**AIM OF THE TASK**:
Reproduce, word for word, the lines below from the one containing "of the vertical" through the one containing "Target: vertical window blind", inclusive, and leave out any pictures.

**PROVIDED ENTRIES**:
-- START --
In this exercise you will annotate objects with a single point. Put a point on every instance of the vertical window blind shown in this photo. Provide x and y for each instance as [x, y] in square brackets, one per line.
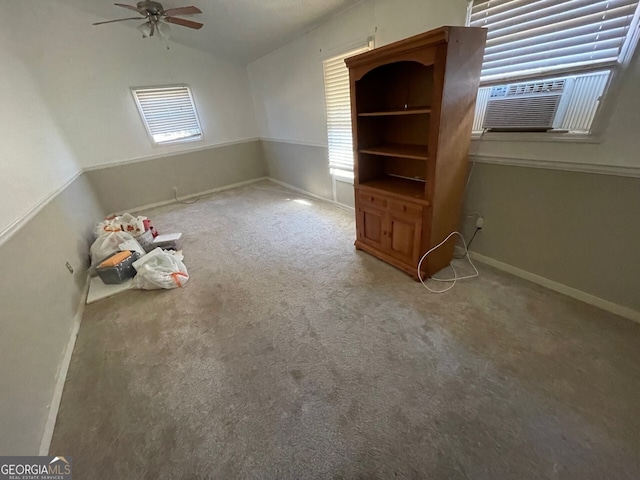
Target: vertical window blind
-- END --
-- START --
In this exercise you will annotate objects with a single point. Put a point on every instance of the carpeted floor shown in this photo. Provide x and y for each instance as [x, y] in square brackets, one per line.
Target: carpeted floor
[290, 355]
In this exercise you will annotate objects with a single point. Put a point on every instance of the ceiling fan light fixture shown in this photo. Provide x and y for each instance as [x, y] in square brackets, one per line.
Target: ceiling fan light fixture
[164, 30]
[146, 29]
-- END --
-- START --
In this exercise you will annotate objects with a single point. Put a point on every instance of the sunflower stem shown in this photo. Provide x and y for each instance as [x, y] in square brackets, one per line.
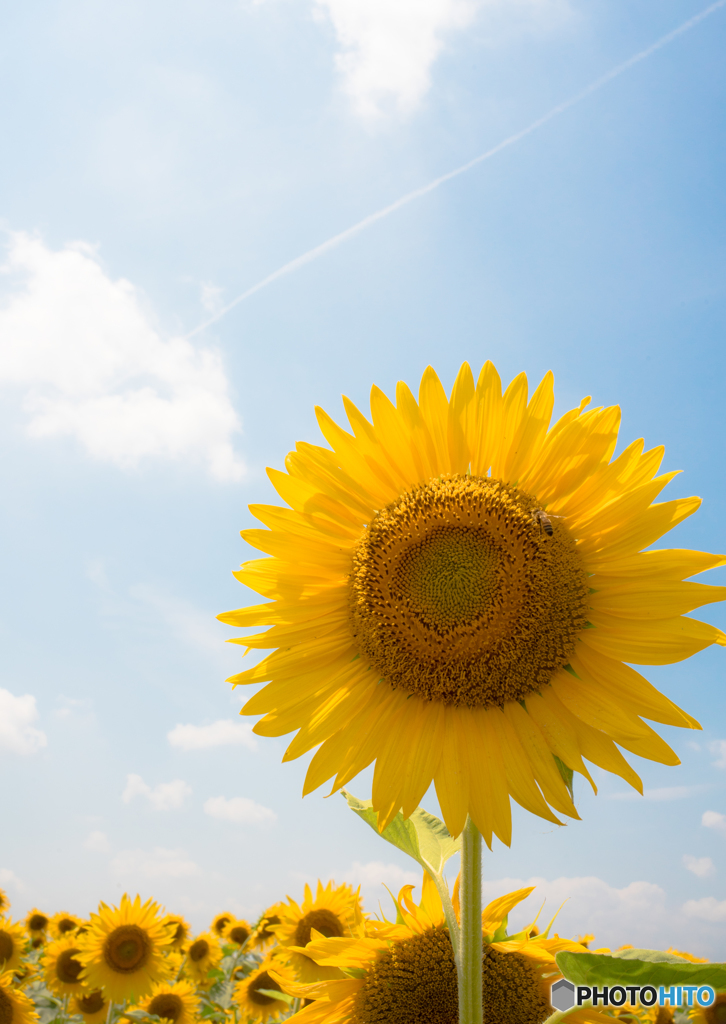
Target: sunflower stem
-- END --
**ANSWER TO THE EXERCISE**:
In this exercise you will annotate objects with a single point. Put a point on every instance of the vertical window blind shown in this photo. Provide x and y for each instance as [x, y] in square brackets, one per line.
Target: vertical window blind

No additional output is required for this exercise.